• TASK SET:
a – According to the text on national health targets, how much money did the health sector receive in the May Budget?
b – Copy out the part of the text on national health targets from "They give a national" up to and including "easily relate to.", word for word.

• EXERCISE TEXT:
At no point during the election campaign last year did Labour or its coalition partner campaign to get rid of national health targets.
So the decision Health Minister David Clark to drop national health targets came like a bolt.
They have never been particularly controversial, not like national standards.
There has been no raging debate about any harm they do.
In fact for the past six years Labour and Jacinda Ardern in particular have insisted there is value in having specific targets in the area of child poverty in order to measure progress.
Ardern won that argument. There has been wide buy-in to that argument, which makes Clark's decision when it comes to public health the more bizarre.
It was a decision that did not go to Cabinet – and should have.
National health targets are means by which to hold a government accountable to voters and set priorities in a sector which received more than $17 billion in the May Budget.
They give a national snapshot and regional snapshot in various areas. They give a good indication of whether patients in provincial DHBs are getting similar treatment as those in Auckland, in specific areas: elective surgery, cancer treatment, immunisation, smoking, and heart and diabetes checks and emergency department waiting times.
They are by no means the only measure but they were ones the public could easily relate to.
In such a huge sector, not everything can get top priority. That is the case whether or not targets are set. Budgets are always about rationing.
A concentration on, say, treatment times for cancer, or how long it takes to be treated in an emergency department will inevitably mean a concentration of resources in a particular area at the expense of others.
But they are usually areas that have been crying out their own form of intensive attention as was the case when New Zealand cancer patients were regularly flown to Australia for treatment.
National trumpeted the use of targets, which may have got under the skin of Labour.
But they were started under the last Labour Government and continued, initially reluctantly, by National.
The least that the new Government could have done was come up with its own priorities or have some new form of accountability in place before ditching the targets.

• DATA TO EXAMINE:
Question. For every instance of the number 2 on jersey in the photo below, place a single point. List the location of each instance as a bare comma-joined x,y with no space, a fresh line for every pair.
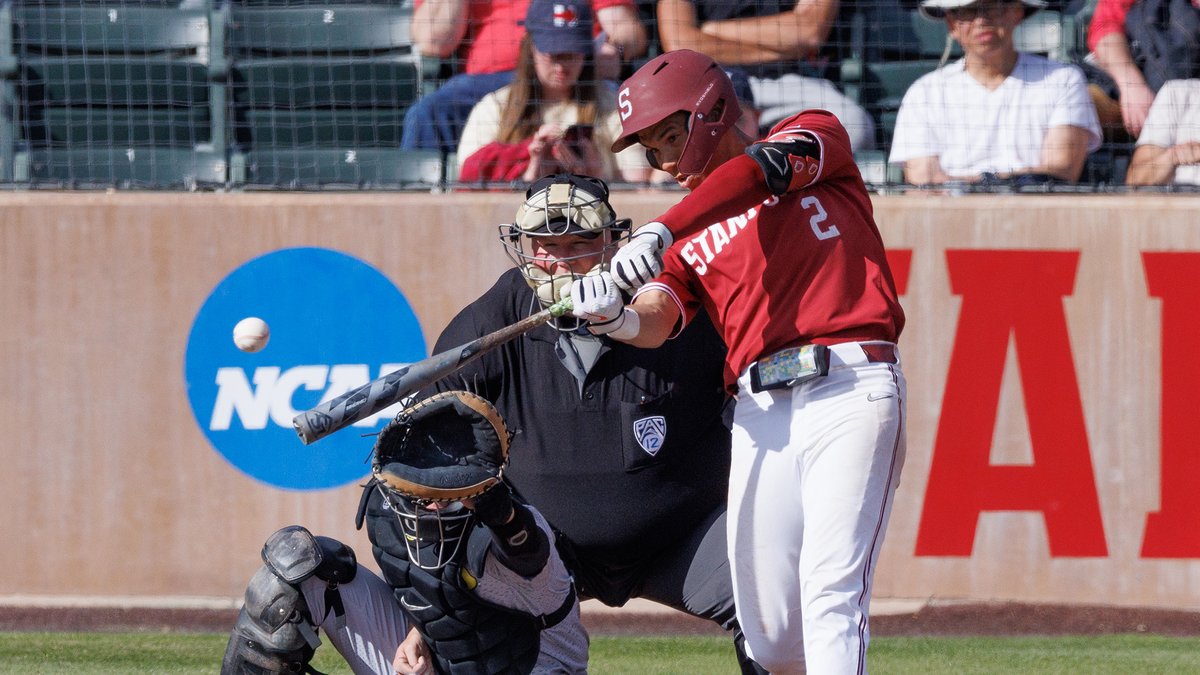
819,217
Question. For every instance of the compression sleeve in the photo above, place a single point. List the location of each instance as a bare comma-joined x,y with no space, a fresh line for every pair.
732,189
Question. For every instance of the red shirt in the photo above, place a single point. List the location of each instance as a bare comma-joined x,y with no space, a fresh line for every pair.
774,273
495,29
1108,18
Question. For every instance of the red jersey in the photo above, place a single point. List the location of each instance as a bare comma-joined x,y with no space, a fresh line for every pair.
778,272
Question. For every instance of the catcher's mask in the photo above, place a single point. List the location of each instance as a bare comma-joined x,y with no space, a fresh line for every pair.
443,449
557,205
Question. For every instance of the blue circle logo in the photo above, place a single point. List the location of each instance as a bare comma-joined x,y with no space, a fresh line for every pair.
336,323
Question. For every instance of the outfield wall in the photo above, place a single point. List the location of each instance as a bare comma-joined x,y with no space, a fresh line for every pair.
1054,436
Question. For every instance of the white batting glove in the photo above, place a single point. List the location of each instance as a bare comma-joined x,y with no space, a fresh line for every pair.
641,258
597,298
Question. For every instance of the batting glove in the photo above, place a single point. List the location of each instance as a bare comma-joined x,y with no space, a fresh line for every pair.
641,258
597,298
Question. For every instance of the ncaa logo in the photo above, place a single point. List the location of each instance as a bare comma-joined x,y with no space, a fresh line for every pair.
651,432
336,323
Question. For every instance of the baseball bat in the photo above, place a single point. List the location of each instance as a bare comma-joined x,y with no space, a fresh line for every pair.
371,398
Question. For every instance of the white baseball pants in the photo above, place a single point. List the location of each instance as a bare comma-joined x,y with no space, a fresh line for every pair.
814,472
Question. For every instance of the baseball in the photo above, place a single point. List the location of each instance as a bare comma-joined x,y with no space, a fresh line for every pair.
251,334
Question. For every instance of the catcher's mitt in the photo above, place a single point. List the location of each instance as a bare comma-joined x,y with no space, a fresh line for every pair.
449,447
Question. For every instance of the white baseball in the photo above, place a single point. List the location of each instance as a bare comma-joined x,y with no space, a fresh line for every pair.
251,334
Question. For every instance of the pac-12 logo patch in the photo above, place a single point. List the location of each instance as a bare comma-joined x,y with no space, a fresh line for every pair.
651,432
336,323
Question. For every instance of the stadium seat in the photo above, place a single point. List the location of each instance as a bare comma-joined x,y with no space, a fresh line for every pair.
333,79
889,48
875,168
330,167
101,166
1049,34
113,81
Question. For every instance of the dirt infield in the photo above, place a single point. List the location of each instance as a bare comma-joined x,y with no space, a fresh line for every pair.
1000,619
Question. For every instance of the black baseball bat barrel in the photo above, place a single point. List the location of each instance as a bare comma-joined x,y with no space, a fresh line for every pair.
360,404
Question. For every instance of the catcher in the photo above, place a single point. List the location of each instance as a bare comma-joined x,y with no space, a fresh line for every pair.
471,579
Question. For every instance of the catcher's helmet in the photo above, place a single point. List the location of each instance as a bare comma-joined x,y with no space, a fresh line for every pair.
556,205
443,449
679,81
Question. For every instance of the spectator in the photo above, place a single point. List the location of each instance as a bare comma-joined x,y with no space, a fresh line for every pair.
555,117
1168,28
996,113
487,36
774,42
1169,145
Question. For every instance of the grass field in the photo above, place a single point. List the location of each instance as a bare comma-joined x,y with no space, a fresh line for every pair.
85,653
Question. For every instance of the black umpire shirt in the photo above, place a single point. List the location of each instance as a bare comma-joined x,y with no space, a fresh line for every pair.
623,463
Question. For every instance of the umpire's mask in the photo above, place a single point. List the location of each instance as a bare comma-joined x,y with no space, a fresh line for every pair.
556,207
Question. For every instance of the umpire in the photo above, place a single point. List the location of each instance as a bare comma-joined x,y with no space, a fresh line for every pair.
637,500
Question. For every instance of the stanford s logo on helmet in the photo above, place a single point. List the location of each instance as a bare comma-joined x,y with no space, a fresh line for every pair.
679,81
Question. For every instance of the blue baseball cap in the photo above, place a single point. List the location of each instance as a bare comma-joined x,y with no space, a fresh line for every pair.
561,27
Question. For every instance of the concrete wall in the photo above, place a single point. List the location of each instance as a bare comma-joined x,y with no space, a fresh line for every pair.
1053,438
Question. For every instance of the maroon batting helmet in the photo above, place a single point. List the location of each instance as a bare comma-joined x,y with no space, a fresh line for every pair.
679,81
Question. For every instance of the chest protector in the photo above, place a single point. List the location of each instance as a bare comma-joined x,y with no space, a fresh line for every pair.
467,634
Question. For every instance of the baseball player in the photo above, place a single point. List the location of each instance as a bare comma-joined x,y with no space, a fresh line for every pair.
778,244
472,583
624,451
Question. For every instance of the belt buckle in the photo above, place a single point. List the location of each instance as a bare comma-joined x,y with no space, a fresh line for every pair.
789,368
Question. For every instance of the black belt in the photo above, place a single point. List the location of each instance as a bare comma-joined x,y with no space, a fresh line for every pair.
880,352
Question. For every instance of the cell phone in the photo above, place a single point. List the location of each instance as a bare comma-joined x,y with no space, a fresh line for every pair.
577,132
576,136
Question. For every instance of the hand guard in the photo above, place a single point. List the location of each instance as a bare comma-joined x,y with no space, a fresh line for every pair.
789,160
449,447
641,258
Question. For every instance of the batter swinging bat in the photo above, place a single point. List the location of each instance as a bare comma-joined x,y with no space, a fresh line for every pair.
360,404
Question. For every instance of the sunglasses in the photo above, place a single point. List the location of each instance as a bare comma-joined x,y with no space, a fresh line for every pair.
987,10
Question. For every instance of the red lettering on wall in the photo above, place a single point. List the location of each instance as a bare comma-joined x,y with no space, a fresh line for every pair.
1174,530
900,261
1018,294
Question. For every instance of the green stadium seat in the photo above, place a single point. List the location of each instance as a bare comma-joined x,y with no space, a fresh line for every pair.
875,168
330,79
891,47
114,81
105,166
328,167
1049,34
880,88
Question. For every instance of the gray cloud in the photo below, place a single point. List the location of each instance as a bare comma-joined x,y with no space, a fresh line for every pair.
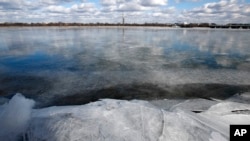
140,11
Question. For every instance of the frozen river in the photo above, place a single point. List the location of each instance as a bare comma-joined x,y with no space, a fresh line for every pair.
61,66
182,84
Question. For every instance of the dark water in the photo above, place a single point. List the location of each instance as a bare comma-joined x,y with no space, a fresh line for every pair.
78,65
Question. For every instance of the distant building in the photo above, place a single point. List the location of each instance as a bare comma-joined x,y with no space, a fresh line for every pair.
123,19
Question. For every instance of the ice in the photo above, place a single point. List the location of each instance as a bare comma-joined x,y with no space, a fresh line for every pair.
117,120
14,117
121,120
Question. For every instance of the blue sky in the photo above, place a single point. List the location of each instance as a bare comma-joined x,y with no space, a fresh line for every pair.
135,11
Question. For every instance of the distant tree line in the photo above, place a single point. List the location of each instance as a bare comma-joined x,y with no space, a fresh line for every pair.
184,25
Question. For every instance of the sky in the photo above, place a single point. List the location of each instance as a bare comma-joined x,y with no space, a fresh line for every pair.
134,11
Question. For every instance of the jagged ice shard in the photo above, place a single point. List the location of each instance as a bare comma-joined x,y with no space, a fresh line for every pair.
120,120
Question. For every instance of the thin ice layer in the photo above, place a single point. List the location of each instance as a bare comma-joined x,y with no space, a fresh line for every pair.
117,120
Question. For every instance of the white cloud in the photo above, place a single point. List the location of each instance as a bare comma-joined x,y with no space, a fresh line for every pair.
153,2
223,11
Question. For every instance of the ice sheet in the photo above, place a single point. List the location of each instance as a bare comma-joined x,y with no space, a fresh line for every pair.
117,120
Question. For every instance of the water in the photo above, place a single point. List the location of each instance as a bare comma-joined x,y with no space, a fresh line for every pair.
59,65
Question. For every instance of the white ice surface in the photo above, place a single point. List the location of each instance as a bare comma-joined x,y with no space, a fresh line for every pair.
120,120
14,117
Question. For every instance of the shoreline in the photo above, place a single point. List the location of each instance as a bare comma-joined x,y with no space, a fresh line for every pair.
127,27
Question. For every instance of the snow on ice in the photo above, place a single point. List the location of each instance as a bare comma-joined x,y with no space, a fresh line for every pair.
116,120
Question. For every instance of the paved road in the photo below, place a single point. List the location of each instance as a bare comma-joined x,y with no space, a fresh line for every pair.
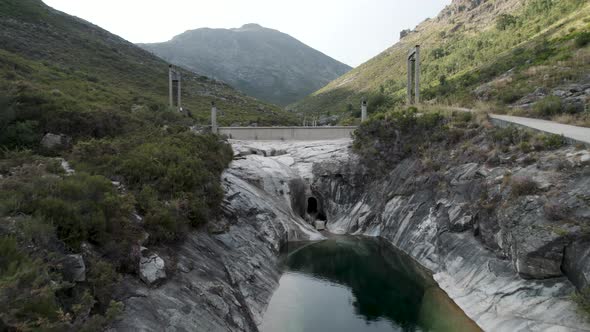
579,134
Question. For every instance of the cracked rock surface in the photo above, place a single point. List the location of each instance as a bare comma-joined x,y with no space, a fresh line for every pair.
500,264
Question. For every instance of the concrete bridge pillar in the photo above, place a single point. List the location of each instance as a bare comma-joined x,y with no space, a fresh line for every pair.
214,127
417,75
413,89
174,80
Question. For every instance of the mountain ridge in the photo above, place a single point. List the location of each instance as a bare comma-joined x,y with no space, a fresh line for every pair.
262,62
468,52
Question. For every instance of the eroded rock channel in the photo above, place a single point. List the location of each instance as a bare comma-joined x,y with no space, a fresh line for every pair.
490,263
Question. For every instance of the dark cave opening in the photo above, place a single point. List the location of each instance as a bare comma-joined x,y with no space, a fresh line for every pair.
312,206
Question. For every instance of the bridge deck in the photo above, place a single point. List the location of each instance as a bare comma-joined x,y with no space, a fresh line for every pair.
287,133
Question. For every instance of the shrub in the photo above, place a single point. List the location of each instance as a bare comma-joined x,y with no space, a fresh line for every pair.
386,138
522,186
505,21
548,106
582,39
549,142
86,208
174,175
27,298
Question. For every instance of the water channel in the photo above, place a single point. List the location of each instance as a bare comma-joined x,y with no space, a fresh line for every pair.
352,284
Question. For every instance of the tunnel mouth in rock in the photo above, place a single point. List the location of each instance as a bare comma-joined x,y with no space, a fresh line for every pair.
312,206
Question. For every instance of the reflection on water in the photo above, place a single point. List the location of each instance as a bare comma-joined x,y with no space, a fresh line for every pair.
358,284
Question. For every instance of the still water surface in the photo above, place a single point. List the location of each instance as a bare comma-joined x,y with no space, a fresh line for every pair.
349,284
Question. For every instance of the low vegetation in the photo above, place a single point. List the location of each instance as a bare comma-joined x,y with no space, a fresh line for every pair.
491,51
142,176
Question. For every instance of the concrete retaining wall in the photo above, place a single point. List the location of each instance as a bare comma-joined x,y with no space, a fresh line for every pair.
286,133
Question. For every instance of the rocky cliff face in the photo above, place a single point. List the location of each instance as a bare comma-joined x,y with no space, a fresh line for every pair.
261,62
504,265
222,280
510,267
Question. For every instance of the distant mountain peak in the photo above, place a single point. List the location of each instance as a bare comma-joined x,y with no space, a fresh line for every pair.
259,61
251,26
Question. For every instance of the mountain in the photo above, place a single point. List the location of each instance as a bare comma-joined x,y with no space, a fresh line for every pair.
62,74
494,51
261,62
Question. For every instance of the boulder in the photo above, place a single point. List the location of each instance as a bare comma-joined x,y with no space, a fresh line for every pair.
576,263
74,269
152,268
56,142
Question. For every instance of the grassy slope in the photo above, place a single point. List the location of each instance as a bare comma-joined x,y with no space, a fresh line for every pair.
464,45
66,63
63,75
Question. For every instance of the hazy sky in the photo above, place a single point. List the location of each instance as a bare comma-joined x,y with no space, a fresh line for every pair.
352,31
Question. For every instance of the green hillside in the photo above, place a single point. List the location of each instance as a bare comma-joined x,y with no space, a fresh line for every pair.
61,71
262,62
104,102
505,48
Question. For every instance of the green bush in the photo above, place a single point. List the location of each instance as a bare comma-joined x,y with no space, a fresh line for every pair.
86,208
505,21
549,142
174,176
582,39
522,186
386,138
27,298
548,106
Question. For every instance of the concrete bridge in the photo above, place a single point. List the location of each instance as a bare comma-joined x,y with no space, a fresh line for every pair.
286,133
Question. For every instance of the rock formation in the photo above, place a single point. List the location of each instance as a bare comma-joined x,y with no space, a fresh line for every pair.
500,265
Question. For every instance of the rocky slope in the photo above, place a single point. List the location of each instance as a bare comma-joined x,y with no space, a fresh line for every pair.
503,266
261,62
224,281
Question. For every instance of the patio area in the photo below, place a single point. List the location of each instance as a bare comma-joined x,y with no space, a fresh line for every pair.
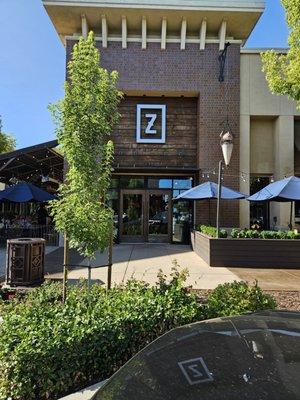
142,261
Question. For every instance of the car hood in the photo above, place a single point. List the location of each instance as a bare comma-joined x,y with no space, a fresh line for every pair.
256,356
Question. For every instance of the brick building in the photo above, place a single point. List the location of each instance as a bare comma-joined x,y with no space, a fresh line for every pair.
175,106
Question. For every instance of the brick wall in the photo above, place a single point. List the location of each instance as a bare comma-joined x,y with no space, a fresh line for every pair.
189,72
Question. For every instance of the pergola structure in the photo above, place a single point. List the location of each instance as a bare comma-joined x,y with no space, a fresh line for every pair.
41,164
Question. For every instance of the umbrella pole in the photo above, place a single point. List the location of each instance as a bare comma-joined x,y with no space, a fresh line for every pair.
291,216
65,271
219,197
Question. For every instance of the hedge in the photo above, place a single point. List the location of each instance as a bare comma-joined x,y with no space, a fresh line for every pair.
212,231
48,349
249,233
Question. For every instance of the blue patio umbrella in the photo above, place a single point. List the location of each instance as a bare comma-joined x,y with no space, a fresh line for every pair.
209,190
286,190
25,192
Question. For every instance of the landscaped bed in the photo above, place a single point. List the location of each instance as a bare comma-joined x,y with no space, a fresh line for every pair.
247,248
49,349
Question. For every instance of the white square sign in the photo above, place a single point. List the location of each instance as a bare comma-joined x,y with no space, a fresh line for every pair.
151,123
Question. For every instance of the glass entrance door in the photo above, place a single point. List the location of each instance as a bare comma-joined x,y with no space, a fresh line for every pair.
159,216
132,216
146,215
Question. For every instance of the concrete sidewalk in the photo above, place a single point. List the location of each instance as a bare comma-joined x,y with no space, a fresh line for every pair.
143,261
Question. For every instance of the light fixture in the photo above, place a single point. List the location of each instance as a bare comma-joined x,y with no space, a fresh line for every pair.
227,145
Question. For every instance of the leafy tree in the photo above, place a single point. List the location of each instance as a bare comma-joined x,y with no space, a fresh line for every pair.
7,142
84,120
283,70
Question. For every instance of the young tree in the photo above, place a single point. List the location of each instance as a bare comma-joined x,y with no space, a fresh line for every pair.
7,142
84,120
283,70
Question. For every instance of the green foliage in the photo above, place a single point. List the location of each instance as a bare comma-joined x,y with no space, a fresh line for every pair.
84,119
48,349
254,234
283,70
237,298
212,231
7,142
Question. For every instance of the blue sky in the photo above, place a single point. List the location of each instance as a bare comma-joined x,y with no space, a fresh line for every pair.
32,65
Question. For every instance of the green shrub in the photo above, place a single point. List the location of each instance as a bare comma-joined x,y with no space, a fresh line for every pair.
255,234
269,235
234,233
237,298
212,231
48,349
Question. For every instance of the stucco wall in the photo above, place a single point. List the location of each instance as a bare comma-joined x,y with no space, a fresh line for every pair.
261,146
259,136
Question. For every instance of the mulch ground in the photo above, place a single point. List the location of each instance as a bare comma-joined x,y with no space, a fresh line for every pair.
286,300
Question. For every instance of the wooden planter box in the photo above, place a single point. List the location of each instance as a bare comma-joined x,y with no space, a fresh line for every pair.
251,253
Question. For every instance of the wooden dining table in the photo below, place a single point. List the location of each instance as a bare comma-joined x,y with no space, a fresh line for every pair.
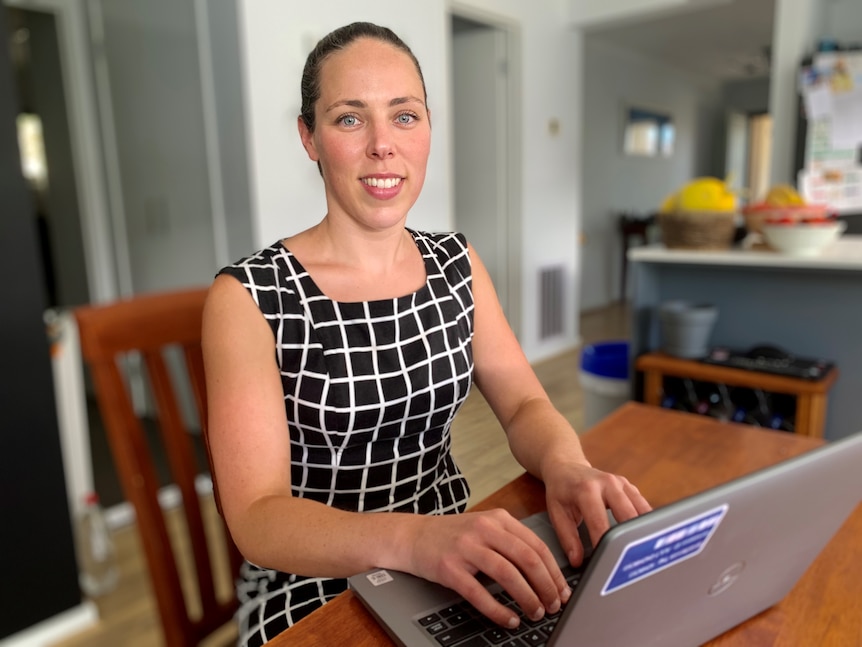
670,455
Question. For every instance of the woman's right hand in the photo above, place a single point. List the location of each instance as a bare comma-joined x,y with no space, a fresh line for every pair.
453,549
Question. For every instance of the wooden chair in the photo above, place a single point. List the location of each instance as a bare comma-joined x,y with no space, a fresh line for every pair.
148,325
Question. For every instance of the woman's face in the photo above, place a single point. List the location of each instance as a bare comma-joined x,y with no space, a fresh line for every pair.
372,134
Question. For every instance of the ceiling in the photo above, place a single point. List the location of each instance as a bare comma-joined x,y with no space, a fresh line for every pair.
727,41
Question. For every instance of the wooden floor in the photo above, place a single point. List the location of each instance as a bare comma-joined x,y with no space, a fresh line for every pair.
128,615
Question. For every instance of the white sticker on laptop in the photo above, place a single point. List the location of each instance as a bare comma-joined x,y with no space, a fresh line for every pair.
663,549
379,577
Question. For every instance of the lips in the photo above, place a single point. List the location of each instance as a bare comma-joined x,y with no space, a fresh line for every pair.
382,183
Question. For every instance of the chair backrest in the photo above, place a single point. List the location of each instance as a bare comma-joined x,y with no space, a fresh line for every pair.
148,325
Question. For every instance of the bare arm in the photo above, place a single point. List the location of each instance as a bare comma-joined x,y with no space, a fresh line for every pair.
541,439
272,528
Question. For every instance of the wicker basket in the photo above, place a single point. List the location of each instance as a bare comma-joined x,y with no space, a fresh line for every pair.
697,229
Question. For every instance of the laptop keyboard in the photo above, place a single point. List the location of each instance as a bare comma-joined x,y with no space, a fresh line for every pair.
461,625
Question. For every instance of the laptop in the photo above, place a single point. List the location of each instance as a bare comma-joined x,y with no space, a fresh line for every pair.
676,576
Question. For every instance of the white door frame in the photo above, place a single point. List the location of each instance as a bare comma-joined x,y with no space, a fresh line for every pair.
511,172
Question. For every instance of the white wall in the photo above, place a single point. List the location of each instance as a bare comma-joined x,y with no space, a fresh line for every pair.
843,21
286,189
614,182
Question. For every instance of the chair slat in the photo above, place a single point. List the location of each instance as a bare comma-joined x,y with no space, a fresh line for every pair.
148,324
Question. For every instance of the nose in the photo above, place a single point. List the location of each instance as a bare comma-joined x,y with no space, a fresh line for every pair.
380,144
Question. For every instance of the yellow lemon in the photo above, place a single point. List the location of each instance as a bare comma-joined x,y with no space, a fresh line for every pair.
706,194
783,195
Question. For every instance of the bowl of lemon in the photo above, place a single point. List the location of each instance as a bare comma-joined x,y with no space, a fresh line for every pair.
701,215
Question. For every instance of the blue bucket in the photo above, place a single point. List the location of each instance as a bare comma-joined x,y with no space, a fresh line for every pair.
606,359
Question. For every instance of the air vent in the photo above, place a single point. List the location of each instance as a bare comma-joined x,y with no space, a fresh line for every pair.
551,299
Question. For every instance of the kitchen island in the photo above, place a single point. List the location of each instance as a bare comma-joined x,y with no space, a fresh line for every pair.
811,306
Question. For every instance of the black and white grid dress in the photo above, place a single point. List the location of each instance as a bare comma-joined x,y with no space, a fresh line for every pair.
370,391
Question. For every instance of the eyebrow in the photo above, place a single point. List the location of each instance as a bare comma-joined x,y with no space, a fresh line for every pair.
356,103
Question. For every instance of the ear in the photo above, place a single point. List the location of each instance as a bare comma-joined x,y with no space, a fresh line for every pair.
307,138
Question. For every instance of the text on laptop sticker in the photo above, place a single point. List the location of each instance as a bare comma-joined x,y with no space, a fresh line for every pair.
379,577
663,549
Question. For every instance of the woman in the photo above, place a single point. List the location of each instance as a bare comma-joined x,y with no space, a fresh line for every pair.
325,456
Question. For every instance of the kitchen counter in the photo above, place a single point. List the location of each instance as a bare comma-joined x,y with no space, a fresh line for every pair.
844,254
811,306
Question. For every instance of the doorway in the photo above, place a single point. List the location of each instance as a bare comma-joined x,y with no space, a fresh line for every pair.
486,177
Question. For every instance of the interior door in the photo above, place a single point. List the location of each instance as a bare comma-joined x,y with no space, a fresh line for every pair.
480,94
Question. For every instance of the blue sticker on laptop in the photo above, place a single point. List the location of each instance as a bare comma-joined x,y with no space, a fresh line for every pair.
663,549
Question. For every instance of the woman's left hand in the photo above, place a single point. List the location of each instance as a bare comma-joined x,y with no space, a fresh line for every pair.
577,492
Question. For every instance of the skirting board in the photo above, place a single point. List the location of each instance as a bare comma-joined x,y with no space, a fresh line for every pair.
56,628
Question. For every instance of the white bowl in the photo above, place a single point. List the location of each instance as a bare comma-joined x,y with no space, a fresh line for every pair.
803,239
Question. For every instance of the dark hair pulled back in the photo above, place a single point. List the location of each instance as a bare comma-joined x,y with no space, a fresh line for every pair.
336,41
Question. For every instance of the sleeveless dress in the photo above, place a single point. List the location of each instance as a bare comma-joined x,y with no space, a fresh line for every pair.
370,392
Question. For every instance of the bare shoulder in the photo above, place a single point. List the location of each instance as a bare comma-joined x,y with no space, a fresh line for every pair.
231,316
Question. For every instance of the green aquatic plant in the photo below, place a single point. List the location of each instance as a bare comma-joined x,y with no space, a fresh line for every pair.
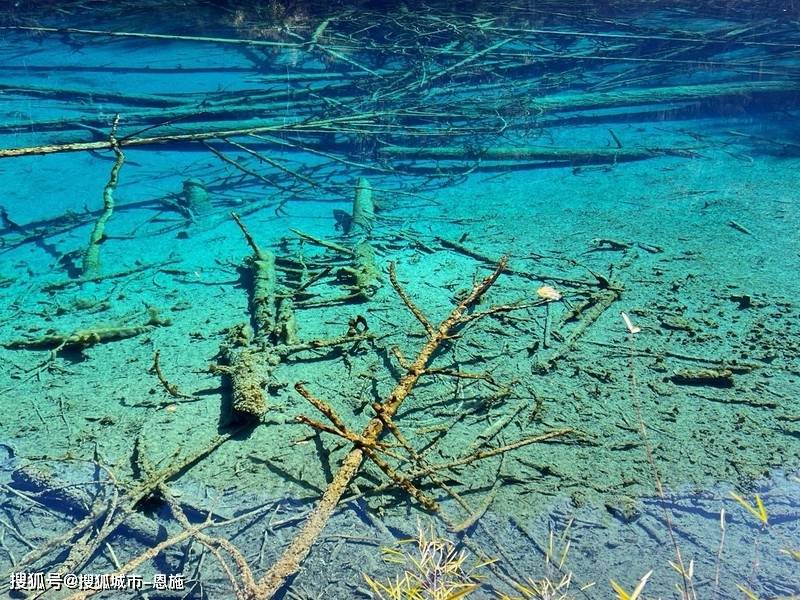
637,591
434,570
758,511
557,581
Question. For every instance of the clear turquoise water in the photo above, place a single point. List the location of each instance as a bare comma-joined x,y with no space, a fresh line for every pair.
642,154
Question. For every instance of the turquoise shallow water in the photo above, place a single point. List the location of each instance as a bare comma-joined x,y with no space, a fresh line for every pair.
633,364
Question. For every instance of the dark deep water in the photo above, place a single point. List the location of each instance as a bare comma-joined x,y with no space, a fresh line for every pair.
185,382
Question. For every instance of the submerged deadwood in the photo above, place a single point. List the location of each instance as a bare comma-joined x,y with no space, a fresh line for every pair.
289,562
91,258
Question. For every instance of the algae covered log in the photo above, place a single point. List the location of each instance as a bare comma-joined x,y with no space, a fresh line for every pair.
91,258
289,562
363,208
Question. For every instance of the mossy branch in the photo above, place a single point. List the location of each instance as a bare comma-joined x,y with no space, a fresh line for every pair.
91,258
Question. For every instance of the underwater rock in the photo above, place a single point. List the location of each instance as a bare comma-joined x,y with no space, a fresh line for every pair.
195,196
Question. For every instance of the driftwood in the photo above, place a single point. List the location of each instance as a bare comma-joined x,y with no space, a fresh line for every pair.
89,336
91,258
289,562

• ANSWERS BY ITEM NUMBER:
a – More than $17 billion.

b –
They give a national snapshot and regional snapshot in various areas. They give a good indication of whether patients in provincial DHBs are getting similar treatment as those in Auckland, in specific areas: elective surgery, cancer treatment, immunisation, smoking, and heart and diabetes checks and emergency department waiting times.
They are by no means the only measure but they were ones the public could easily relate to.